══ TASK INPUT ══

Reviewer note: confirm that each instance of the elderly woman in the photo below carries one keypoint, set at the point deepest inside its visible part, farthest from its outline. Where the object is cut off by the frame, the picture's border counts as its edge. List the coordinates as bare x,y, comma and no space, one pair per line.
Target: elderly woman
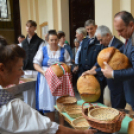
15,115
42,61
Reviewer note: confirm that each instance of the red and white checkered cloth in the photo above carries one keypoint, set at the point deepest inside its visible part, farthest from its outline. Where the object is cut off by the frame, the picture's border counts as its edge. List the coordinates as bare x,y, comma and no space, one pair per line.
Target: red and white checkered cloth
59,86
11,85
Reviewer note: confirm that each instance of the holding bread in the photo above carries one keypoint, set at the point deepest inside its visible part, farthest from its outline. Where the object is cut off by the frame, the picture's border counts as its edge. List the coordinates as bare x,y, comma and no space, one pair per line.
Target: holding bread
115,59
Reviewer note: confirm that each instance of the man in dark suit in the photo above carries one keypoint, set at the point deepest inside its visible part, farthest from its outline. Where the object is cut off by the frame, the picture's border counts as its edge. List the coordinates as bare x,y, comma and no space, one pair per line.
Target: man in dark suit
124,25
88,54
106,38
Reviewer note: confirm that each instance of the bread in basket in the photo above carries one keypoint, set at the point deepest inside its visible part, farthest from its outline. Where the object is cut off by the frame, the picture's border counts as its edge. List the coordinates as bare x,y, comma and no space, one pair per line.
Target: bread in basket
88,88
114,58
108,126
60,68
80,123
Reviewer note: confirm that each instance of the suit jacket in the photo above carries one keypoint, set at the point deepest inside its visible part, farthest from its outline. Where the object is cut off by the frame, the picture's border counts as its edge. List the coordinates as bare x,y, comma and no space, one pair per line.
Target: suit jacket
115,86
127,75
88,54
73,53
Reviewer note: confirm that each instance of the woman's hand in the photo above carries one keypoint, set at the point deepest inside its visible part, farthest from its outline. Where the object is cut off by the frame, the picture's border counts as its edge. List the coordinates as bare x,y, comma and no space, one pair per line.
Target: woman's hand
76,68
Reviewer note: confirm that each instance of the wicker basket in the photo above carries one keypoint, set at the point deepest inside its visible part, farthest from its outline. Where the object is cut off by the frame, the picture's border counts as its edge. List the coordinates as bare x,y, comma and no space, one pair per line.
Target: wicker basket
104,126
74,106
103,114
80,123
74,113
64,101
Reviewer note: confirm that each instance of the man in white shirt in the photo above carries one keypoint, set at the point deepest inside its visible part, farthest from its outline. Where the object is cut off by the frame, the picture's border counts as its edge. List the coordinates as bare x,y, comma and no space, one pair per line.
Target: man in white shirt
31,45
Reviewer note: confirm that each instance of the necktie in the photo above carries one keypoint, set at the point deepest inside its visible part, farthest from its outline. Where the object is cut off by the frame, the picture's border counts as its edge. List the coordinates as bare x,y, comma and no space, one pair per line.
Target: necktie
126,42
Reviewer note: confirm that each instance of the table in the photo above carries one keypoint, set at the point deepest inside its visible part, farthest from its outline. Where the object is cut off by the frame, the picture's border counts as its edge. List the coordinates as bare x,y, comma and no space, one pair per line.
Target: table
124,124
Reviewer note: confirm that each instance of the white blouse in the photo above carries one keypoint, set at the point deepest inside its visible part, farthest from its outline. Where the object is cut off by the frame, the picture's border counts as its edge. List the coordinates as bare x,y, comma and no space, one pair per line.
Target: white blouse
52,55
16,117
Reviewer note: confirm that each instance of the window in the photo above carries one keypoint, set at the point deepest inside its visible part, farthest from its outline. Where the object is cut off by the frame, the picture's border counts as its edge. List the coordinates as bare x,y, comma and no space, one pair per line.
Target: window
5,13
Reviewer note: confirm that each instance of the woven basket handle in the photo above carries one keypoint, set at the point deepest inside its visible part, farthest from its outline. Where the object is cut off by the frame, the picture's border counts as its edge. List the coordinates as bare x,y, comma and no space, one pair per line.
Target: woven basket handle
85,103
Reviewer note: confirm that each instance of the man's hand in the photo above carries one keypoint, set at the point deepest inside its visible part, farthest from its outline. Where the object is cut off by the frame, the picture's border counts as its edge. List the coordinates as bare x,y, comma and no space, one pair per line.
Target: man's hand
108,71
90,131
90,72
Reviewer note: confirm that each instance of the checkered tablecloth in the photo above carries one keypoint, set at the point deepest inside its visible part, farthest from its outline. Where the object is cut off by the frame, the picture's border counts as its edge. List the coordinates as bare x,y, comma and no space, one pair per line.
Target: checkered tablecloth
59,86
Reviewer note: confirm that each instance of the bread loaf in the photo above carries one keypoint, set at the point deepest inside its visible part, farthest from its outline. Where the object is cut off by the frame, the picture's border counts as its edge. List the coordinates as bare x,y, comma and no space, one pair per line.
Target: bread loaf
114,58
88,88
60,69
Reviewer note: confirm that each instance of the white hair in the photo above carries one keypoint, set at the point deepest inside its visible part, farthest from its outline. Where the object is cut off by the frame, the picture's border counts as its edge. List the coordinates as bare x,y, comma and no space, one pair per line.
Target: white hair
81,30
103,31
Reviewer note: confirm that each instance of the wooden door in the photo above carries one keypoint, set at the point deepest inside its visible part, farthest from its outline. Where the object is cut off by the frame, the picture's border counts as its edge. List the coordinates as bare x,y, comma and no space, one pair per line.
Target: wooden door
79,12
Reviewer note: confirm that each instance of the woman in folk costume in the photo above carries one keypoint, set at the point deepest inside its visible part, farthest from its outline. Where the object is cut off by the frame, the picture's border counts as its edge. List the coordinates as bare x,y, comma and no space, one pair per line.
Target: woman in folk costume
44,58
17,117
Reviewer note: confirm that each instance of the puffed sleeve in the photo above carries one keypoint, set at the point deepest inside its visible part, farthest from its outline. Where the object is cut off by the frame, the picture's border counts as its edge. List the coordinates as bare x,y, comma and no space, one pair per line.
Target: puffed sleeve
67,58
17,117
38,57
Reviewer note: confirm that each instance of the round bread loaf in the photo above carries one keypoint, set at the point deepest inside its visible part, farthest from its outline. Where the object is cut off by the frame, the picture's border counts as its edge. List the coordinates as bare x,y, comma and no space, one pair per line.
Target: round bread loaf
131,127
60,68
88,88
114,58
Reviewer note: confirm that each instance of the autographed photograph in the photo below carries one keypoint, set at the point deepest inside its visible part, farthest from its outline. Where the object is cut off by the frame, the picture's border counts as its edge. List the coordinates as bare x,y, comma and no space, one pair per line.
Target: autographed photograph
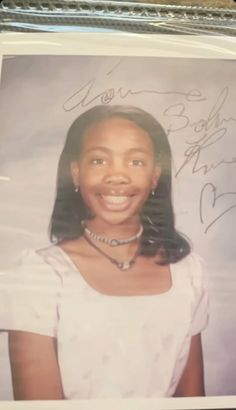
117,217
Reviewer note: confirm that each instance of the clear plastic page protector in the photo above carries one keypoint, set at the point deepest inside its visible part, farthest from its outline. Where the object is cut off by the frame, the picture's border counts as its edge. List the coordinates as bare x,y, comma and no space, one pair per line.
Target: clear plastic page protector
187,83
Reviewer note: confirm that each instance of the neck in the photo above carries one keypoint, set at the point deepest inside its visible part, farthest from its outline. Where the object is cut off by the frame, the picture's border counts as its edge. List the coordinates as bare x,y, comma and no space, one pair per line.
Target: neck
118,231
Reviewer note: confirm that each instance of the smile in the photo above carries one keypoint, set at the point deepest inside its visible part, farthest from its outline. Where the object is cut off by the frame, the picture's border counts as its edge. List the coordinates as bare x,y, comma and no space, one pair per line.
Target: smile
112,199
116,202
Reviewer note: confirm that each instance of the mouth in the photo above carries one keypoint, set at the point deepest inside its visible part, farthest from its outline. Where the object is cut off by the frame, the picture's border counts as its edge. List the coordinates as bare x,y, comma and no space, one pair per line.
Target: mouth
116,202
115,199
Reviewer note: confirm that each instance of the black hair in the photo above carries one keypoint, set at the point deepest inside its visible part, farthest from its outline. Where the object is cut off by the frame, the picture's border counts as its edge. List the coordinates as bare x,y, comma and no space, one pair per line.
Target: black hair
159,234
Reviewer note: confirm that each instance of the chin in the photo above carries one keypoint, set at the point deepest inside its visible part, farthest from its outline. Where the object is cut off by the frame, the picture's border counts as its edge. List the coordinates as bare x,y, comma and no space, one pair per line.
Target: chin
117,219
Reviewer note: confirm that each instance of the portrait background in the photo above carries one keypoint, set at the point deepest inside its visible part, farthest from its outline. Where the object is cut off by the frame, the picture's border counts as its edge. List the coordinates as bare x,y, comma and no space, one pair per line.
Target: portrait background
193,99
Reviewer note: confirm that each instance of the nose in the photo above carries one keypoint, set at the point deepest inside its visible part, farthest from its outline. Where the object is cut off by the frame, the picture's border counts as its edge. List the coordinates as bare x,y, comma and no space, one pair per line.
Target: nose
117,174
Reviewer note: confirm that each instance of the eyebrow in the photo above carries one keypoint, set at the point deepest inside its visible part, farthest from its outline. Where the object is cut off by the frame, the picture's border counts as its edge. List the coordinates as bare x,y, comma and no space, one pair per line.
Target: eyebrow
129,151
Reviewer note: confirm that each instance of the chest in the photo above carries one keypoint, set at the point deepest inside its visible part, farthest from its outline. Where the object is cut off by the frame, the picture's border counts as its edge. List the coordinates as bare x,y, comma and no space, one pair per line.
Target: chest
146,277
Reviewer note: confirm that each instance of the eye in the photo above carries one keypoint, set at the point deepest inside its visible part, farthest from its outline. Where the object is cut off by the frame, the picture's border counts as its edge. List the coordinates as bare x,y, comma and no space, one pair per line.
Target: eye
98,161
137,162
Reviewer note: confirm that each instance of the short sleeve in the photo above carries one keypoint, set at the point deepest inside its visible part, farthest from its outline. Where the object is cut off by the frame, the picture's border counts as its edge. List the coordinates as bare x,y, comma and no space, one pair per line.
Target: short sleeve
29,296
200,304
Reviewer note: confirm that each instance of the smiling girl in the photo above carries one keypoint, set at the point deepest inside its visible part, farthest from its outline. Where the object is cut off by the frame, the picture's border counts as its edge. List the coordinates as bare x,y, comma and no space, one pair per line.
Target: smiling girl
115,307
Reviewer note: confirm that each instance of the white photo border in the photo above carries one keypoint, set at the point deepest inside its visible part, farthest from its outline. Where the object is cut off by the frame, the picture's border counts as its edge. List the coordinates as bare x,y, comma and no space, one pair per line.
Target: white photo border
122,44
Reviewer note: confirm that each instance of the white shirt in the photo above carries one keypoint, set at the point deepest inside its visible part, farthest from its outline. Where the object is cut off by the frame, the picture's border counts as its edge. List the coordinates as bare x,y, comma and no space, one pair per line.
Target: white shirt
108,346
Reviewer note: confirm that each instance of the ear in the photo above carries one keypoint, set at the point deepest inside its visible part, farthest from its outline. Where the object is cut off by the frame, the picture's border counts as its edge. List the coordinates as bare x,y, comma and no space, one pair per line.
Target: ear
74,170
156,176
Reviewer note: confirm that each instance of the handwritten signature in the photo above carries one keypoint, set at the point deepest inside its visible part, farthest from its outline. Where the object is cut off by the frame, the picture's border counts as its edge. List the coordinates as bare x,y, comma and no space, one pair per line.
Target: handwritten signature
87,95
210,188
212,130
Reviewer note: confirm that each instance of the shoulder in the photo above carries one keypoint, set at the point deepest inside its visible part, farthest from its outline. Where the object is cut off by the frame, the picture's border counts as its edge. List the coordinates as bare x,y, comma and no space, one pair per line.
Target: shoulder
192,268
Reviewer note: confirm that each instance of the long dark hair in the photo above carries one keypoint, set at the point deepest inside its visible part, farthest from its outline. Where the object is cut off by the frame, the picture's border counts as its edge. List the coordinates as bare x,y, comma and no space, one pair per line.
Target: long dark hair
159,234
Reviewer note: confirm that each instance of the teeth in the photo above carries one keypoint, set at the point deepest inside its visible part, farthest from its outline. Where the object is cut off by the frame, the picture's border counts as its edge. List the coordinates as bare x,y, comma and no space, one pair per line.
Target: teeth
115,199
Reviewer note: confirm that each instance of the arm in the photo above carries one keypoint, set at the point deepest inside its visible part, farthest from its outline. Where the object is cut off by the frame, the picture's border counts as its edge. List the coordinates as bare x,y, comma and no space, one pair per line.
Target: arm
34,367
192,380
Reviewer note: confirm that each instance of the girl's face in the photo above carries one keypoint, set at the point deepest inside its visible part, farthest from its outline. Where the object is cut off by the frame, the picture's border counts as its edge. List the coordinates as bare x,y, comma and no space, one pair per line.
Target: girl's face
116,170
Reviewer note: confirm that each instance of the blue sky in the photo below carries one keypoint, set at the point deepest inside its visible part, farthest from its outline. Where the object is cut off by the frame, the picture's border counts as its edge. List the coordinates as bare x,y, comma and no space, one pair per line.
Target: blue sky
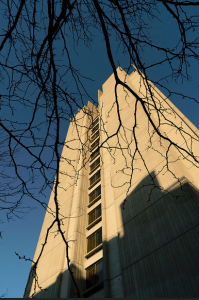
21,236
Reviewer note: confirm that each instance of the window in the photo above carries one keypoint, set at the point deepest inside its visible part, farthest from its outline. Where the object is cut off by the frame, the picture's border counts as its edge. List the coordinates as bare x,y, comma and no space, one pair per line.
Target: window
95,178
95,144
94,274
94,129
95,165
96,213
95,122
94,154
94,240
95,194
96,134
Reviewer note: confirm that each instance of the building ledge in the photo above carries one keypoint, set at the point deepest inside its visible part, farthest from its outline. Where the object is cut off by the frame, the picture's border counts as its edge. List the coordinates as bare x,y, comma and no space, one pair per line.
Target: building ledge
94,222
93,251
95,200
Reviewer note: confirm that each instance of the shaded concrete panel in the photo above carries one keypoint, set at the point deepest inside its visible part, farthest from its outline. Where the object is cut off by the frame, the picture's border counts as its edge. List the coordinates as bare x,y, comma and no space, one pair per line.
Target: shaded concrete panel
171,271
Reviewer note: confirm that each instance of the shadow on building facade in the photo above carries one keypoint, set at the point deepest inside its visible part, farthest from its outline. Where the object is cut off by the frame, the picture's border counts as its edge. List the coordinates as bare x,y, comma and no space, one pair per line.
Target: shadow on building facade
157,247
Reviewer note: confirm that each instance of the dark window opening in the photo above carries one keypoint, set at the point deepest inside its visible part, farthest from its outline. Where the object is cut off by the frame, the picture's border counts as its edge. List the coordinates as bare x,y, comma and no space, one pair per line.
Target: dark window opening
94,240
95,164
93,137
94,274
94,154
94,129
95,144
95,194
96,213
95,177
95,122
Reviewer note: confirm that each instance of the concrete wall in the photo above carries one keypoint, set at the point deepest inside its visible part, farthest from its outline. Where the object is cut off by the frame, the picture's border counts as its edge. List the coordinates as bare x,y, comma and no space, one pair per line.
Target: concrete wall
152,236
150,200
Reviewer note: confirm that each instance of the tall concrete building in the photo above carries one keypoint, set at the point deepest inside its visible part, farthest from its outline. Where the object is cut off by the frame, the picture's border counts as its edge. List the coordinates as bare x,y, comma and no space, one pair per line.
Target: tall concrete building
128,200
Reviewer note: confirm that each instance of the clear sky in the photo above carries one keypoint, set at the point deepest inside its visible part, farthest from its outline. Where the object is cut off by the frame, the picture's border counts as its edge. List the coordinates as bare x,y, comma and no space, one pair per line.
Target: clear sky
21,236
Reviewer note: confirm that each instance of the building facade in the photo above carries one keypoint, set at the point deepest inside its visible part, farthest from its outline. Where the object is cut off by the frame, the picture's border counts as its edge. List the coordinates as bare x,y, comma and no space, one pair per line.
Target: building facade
128,200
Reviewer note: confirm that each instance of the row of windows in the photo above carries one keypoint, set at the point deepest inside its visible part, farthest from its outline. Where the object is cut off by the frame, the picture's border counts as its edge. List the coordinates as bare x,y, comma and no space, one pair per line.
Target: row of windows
95,122
95,177
94,274
94,136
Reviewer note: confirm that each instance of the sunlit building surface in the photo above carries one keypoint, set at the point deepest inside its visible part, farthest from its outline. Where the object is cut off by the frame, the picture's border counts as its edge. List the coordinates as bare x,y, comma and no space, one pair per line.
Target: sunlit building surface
130,208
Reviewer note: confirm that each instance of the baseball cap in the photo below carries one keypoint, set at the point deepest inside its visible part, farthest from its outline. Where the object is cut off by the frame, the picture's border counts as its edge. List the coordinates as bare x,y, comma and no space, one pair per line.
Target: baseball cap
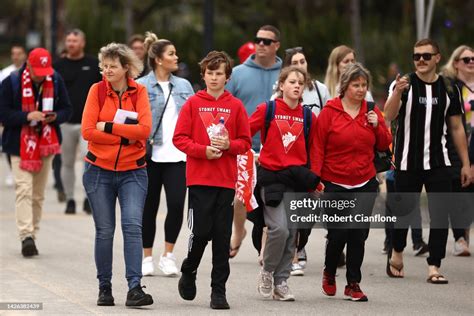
40,62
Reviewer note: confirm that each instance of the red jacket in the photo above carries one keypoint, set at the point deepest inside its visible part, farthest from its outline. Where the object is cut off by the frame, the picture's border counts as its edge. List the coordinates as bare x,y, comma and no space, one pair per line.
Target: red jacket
190,136
345,146
284,145
107,149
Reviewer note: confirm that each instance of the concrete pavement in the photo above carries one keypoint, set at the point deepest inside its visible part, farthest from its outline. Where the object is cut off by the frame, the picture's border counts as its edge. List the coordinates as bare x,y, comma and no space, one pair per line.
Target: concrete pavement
63,278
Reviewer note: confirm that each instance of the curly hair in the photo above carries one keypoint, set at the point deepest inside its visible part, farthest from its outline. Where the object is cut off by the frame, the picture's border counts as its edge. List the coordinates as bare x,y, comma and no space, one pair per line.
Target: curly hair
125,55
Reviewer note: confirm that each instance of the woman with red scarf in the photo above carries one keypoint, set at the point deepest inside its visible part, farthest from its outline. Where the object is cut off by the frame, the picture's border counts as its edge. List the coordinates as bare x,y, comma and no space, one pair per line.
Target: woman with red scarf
33,102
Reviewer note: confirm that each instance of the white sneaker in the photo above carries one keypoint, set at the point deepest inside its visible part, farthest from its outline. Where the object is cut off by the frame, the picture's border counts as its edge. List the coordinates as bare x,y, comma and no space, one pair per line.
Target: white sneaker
296,270
9,182
167,265
461,248
148,268
265,283
283,293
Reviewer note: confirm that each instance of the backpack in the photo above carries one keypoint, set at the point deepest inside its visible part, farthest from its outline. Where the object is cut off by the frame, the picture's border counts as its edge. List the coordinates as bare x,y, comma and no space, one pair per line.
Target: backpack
102,90
307,118
382,159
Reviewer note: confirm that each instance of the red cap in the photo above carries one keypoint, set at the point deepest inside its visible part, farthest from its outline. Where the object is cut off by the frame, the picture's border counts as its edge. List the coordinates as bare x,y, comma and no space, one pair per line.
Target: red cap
40,62
245,51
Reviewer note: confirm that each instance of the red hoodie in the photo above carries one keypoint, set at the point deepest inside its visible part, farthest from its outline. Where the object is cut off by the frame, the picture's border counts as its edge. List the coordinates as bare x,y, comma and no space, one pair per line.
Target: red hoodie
285,145
190,136
345,146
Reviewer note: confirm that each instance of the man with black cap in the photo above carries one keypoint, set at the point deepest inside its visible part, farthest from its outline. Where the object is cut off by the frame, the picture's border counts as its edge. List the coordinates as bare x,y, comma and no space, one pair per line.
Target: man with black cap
33,102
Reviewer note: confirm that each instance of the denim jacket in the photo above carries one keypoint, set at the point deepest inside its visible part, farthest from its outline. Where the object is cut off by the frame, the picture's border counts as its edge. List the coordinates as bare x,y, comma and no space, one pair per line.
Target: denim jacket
182,90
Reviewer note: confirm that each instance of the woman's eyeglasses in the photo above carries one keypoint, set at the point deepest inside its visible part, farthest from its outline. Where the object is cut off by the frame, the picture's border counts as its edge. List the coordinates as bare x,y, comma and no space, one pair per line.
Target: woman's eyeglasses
467,60
266,41
293,50
426,56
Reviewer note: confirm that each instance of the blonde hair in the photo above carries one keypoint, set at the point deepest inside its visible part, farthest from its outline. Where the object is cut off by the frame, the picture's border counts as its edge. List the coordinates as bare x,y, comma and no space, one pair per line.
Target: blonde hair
125,55
351,73
155,48
448,69
332,73
285,72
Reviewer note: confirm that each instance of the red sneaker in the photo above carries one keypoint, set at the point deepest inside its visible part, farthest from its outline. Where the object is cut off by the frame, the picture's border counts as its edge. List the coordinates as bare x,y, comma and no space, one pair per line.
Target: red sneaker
329,284
354,293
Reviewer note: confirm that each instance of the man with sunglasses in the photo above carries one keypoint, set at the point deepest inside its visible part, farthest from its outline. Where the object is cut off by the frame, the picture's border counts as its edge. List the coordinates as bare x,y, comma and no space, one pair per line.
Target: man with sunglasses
252,83
425,113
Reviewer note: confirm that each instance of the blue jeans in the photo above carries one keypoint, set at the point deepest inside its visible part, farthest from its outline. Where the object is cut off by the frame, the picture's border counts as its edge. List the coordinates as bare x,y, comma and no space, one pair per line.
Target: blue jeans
103,187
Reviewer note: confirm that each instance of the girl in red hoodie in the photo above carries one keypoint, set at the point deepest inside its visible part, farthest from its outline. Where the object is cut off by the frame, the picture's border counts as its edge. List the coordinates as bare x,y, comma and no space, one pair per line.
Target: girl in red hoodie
284,150
346,137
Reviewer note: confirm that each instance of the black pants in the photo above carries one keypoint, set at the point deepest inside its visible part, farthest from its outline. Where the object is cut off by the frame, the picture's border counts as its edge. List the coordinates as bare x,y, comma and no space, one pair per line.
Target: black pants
173,177
457,223
435,181
340,235
415,224
210,216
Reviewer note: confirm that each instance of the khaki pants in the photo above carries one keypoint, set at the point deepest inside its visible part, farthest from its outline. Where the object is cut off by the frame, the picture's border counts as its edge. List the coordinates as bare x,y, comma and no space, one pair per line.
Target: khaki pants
29,190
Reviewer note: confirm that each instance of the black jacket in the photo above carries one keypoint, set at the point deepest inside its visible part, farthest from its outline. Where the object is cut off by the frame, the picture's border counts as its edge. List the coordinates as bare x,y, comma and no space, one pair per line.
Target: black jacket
13,118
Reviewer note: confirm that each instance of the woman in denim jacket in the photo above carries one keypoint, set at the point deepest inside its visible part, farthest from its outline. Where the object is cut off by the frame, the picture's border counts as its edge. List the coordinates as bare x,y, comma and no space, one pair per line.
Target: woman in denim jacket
166,165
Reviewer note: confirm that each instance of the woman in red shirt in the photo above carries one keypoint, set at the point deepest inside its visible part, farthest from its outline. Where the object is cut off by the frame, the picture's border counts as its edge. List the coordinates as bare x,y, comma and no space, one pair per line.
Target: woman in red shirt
347,134
115,166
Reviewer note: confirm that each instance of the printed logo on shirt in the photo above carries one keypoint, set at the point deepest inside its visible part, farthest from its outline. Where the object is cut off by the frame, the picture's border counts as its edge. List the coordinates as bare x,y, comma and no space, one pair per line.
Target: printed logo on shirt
289,134
424,101
210,121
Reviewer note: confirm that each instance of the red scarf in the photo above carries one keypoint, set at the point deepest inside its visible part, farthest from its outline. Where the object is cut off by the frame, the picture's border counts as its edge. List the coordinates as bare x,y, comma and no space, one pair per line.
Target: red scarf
40,140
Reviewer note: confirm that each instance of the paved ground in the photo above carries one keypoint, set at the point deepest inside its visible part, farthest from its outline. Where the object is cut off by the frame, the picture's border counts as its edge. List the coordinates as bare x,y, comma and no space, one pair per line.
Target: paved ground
62,277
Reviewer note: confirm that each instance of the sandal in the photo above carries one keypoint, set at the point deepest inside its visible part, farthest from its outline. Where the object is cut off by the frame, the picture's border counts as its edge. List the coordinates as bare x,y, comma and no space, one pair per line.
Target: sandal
390,265
233,251
437,279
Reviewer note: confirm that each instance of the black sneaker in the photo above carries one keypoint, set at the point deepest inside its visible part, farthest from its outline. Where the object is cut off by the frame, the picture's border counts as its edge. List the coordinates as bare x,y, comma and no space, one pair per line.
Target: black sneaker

═══

Reproduce only the lines between the line containing "Reviewer note: confirm that each instance of the printed" and the last line of the records, those two lines included, exactly.

__OUTPUT OF THE EXERCISE__
Reviewer note: confirm that each instance of the printed logo on shirt in the photo above carries one keypoint, set at the point deepest inside its visible part, farthest from its outline. Where the object is cut off by the frame, the picture's border counts as its edge. List the coordinates as bare x,y, comma and no space, one pair per line.
Target: printed logo on shirt
289,134
424,101
210,121
Reviewer note: confirm that each instance of the red scarf in the photo above carries one keypoint, set at the point deepest inside its visible part, farthest from its outline. Where the object is cut off by the frame, the picture's border counts as its edge. List the coordinates as bare x,y, comma and no space, one pair per line.
Target: red scarf
40,140
Reviewer note: confirm that each instance of the paved ground in the photo above carries one keypoint, set at the point deepest inside its visible part, farthest from its outline. Where the object is cut off by the frame, the picture's border counts as its edge. List the coordinates as bare x,y, comma and no space, one pair per line.
Target: paved ground
62,277
Reviewer note: confirm that each instance of the sandal in the photo above carries one keypoint, set at the point deepest inside its visible part, farthest from its outline. Where the object is cut off by the frame, the picture's border counts as its edge. List the coordinates as bare x,y, comma and no space, one pair per line.
Target: sandal
390,265
233,251
437,279
Reviewer note: confirm that each instance of the black sneaker in the photo above carries one keypoint, set at the point deepest inside its visible part, farthest from its outline. Where the object is cut off by the frame, the picture's border counts as its edge. List the coordinates as bare x,y, comma and no space, one pair per line.
Target: black sneaker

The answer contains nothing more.